** SHORT EXERCISE 1 **
In the Elixir passage, rewrite the stretch from "# histogram is" through "in the pipeline." with "pipeline" changed to "chain".

Translated into Elixir:

histogram =
  lyrics
  |> Stream.map(&(&1.words))
  |> Stream.flat_map(&String.split/1)
  |> Enum.reduce(%{}, fn(word, acc) -> Map.update(acc, word, 1, &(&1 + 1)) end)

# histogram is %{"lumberjack" => 2, "all" => 4, "night" => 2 ... }

Just like in Underscore and Lodash, Elixir functions specify the data that they work on as their first argument by convention. Chained function calls can then omit that first argument because it gets populated with the result of the previous step in the pipeline.

Blessed with native support via |>, chaining works with all functions that take at least one argument. But there’s another reason it’s ubiquitous in Elixir: the language’s lack of objects. Since instance methods like JavaScript’s String.prototype.toUpperCase don’t exist, all such features are implemented as “static” methods in Elixir:

# Prints "HELLO" and returns :ok
IO.puts(String.upcase(String.trim(" hello")))

** RECORDED DATA **
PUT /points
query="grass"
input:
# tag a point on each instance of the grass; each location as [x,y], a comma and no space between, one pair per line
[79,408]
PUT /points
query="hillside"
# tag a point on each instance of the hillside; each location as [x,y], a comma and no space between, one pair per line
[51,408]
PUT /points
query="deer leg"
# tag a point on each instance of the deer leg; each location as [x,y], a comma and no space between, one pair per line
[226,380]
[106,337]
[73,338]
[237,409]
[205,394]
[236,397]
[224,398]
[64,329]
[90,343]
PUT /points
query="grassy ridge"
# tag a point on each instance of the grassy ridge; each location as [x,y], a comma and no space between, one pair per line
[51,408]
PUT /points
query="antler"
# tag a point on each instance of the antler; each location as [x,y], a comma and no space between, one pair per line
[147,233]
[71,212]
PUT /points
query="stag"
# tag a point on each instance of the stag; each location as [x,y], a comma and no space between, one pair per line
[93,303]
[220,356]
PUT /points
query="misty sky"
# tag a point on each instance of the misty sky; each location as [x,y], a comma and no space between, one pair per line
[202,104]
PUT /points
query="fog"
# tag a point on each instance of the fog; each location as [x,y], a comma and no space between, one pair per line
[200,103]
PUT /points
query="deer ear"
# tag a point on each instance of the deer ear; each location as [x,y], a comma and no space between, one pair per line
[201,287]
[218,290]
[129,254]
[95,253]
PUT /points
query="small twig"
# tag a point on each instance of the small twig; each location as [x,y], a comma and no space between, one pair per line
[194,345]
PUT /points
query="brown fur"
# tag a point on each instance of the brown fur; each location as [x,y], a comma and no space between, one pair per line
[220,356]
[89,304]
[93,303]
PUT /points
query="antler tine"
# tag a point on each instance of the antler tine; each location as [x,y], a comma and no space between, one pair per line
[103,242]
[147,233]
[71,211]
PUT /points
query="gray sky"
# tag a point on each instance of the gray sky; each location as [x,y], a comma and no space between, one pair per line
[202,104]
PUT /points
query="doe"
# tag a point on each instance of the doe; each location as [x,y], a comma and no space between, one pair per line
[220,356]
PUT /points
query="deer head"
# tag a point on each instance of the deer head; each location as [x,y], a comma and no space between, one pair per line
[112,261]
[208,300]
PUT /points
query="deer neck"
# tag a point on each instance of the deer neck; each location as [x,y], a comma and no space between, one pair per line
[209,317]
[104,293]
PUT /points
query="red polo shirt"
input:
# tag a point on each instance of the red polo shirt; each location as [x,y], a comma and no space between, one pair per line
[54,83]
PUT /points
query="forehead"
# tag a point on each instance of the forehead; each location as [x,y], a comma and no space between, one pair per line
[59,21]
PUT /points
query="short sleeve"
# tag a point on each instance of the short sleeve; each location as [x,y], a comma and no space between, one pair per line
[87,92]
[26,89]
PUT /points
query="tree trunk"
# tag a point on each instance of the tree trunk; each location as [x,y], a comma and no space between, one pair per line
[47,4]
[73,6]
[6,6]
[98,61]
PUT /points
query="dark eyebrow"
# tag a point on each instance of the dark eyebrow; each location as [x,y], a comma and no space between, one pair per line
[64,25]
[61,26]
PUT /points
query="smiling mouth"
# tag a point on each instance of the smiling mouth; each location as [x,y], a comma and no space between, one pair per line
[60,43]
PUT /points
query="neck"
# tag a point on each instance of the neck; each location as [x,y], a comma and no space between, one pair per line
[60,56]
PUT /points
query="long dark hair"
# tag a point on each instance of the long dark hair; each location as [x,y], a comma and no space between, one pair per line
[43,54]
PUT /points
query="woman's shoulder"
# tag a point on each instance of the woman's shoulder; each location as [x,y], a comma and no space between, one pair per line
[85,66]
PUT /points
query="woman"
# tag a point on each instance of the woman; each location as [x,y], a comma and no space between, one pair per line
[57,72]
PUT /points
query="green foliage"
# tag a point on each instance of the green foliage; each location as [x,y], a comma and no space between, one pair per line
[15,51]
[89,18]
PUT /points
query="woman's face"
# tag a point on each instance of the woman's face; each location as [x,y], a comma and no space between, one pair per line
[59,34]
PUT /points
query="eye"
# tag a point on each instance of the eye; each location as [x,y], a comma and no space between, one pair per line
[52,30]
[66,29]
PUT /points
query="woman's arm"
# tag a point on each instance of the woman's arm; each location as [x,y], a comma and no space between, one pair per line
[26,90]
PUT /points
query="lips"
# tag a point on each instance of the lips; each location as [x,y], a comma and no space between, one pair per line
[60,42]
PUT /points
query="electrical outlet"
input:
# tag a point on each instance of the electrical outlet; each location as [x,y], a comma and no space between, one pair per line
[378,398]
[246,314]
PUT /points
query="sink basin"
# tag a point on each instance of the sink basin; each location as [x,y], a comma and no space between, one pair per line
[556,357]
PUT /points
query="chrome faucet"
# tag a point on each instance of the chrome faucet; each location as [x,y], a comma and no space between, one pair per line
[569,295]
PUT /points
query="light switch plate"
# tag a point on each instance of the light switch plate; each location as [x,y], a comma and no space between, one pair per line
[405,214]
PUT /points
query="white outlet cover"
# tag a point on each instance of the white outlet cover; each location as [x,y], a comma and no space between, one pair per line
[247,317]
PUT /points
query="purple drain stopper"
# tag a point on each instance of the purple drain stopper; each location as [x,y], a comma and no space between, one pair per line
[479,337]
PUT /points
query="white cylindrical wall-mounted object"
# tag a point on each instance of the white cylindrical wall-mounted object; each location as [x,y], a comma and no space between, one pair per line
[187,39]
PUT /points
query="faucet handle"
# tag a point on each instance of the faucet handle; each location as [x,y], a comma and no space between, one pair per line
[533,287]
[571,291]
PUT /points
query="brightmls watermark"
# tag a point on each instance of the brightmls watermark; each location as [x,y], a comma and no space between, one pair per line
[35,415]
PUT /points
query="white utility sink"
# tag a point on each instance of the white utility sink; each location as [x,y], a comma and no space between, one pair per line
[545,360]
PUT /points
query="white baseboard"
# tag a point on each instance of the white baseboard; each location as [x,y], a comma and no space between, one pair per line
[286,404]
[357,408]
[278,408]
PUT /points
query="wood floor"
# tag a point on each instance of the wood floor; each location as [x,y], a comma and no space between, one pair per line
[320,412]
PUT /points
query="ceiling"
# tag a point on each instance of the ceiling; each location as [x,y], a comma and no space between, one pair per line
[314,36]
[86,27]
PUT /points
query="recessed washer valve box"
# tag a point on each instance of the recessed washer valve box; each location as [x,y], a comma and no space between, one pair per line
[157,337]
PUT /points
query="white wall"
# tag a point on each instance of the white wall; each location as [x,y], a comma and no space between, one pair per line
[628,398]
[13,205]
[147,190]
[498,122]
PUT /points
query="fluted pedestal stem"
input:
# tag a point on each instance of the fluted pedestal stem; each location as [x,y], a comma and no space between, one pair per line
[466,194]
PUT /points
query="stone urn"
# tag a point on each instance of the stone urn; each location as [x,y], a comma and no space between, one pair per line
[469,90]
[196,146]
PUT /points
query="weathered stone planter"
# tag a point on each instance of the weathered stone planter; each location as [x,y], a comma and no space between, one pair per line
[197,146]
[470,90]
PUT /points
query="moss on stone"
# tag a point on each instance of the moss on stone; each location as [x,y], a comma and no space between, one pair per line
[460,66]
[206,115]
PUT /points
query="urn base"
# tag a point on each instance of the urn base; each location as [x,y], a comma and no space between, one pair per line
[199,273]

** SHORT EXERCISE 2 **
Pull out every line of the entries that contains the string "trunk".

** OUTPUT 1 **
# histogram is %{"lumberjack" => 2, "all" => 4, "night" => 2 ... }

Just like in Underscore and Lodash, Elixir functions specify the data that they work on as their first argument by convention. Chained function calls can then omit that first argument because it gets populated with the result of the previous step in the chain.

** OUTPUT 2 **
query="tree trunk"
# tag a point on each instance of the tree trunk; each location as [x,y], a comma and no space between, one pair per line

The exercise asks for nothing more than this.